Linux hardening with sysctl settings

The GNU/Linux kernel powers a lot of systems, from big mainframes to the Android device in your pocket. If you want to achieve more security on your Linux systems, it would make sense to start hardening there, right? While securing the kernel looks easy at first sight, there is more to it than initially meets the eye. We will have a look at some kernel options and how to select the best sysctl values for Linux systems.

After reading this article you know…

  • Why you should take care of tuning the Linux kernel and apply hardening measures
  • What some of these hardening measures are useful
  • How to use sysctl and make changes to the system
  • How to ensure that sysctl settings are applied after reboots

Why invest time in Linux kernel security?

There is a lot going on within the Linux kernel. It is like a complicated machine with many small tasks to perform. Most of these tasks are low-level interactions with the hardware, like writing bits to disk or sending data to the video buffer. When we look at it from a security point of view, there are a few areas which can use our attention:

  • File systems
  • Kernel modules
  • Networking
  • Processes
  • Debugging

The options to harden the system in these areas depend on the type of kernel you use (monolithic or dynamic). When using a big monolithic kernel, every required module is added during compilation time. For security a good thing. At the same time, it also means less flexibility. For that reason, it is common to see the “dynamic” kernel being used. This means we can alter the behavior of the kernel during runtime. The most obvious example is loading new kernel modules, to provide more information. Something that is not possible with a monolithic kernel.

Kernel tuning

Kernel parameters are one of the things we can change independently of how the kernel was built. By using a system control interface, we can talk to the kernel and read and change some settings. Good to know is that this is a powerful way to influence the behavior of the kernel. So it also comes with some risk. Still, it is definitely worth better understanding several of these areas, to optimize your kernel and have an increased level of performance and security. By knowing the details of these so-called tunables, you can find the best possible sysctl values for your environment.

The interface to the kernel parameters is a commonly available utility named sysctl, short for system control. It talks with the Linux system control interface, which allows reading and writing to the available settings. These settings we call key-value pairs. So when referring to a sysctl key, we mean the setting by its name (e.g. vm.panic_on_oom). We can query the values with the sysctl command.

sysctl -a

The output will look something like this:

The procfs file system

Before we dive into some of these kernel settings, it is good to know that on Linux you will need the procfs file system. You will not have to configure this usually, as it will be deployed automatically by your Linux distribution. To know if you have it, simply use mount and search for proc. And most likely it is mounted on /proc.

proc on /proc type proc (rw,noexec,nosuid,nodev)

This /proc mount point is based on a pseudo file system. That means the files in there are not normal files. Instead, they are special file handles for usage by the kernel and the system administrator.

By using the cat command, we can see the value of a particular entry in /proc. Some of the available allow also writing, which equals setting a setting. The /proc mount point contains a lot of files. For this article, we have a special interest in the files in /proc/sys, as they reflect the keys used by sysctl.

■ Entries:

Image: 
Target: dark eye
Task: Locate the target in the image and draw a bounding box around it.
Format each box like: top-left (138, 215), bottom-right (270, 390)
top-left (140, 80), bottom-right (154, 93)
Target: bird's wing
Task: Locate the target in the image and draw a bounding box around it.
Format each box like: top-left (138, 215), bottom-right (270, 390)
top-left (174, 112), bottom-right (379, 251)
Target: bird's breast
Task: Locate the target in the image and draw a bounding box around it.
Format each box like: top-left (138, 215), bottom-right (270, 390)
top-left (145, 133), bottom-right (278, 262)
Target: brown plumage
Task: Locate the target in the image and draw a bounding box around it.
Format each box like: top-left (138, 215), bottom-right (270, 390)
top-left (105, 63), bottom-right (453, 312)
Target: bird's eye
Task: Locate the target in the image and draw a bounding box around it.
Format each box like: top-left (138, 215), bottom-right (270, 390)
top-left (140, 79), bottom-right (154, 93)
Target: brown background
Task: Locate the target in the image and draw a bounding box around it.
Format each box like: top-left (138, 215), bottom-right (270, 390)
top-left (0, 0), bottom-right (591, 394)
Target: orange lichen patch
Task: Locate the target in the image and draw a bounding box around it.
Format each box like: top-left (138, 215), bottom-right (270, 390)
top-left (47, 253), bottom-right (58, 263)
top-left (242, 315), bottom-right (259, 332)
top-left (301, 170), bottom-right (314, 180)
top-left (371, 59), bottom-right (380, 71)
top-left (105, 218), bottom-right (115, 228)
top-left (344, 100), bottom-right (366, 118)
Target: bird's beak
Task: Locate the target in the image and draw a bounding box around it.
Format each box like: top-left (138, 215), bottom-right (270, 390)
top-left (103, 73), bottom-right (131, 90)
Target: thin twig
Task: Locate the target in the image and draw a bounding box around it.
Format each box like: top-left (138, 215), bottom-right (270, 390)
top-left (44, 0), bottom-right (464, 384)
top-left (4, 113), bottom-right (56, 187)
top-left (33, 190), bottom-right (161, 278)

■ Problems to work on:
1. Reproduce the lines of the records starting at the line that contains "Target: orange lichen patch" and ending at the line that contains "top-left (344, 100), bottom-right (366, 118)", with both of those lines included.
2. Pick up the Linux hardening article where it stops and write what comes next.
The records are unrelated to the Linux hardening article.

■ The responses:
1.
Target: orange lichen patch
Task: Locate the target in the image and draw a bounding box around it.
Format each box like: top-left (138, 215), bottom-right (270, 390)
top-left (47, 253), bottom-right (58, 263)
top-left (242, 315), bottom-right (259, 332)
top-left (301, 170), bottom-right (314, 180)
top-left (371, 59), bottom-right (380, 71)
top-left (105, 218), bottom-right (115, 228)
top-left (344, 100), bottom-right (366, 118)

2.
Many common system administration utilities are using the /proc file system. Examples are tools like ps, free, top, and watch.

Making sense out of /proc/sys

When we have another look at the image above, we see several keys starting with “kernel.”. If we map these against the /proc file system, we will see they are in /proc/sys/kernel.

So when looking in /proc/sys, we can see that the main categories are:

  • abi (application binary interface)
  • debug (debugging)
  • dev (devices)
  • fs (file systems)
  • kernel (kernel)
  • net (network)
  • vm (virtual memory)

Using sysctl: understanding keys and values

Now comes the tricky part: understanding all the keys as part of these categories. Some of them will give a good idea, like /proc/sys/kernel/ctrl-alt-del, which determines how to act on this particular key combination. Most other keys remain cryptic for most of us. Fortunately, we have the web, and there are some places where we can find more about them. One of these resources is the kernel documentation project.

If we use the /proc/sys/kernel/ctrl-alt-del example, that means we can see its current value by catting the file.

cat /proc/sys/kernel/ctrl-alt-del

On our test system this returns a value of zero. A first guess would make us think that it is disabled. To be sure, we look in the kernel documentation and see:

When the value in this file is 0, ctrl-alt-del is trapped and sent to the init(1) program to handle a graceful restart. When, however, the value is > 0, Linux’s reaction to a Vulcan Nerve Pinch (tm) will be an immediate reboot, without even syncing its dirty buffers.

Note: when a program (like dosemu) has the keyboard in ‘raw’ mode, the ctrl-alt-del is intercepted by the program before it ever reaches the kernel tty layer, and it’s up to the program to decide what to do with it.

So in other words, the key combination is not disabled. It is actually intercepted and the init process can make a decision on how to handle it. Now the interesting part is that Linux distributions will handle this differently, especially now with systemd being common. Before the action to take by the init process would be in /etc/inittab.

With systems using systemd, it will be depending on a target file (/usr/lib/systemd/system/ and might look like this:

# cat /usr/lib/systemd/system/
# This file is part of systemd.
# systemd is free software; you can redistribute it and/or modify it
# under the terms of the GNU Lesser General Public License as published by
# the Free Software Foundation; either version 2.1 of the License, or
# (at your option) any later version.



As you can see, a fairly simple kernel sysctl key, might require some more reading, before making a decision on the best sysctl value. So if you really want to disable the Ctrl+Alt+Del combination, you might want to change this systemd target file. Instead of calling the systemd-reboot.service, it should do nothing, so it truly ignores it.

Using sysctl and making changes

If you want to change a specific kernel setting, then “write” it to the file. The simple way of doing this is by using the echo command. So to set the ctrl-alt-del key from our previous example to 0 (zero) as well:

echo 1 > /proc/sys/kernel/ctrl-alt-del

Simple as that, and easy to script. Even deployment with a configuration management tool like Ansible or Puppet can help in configuring your systems properly. That is, if you fully understood what to tune and why.

Why use sysctl instead of /proc?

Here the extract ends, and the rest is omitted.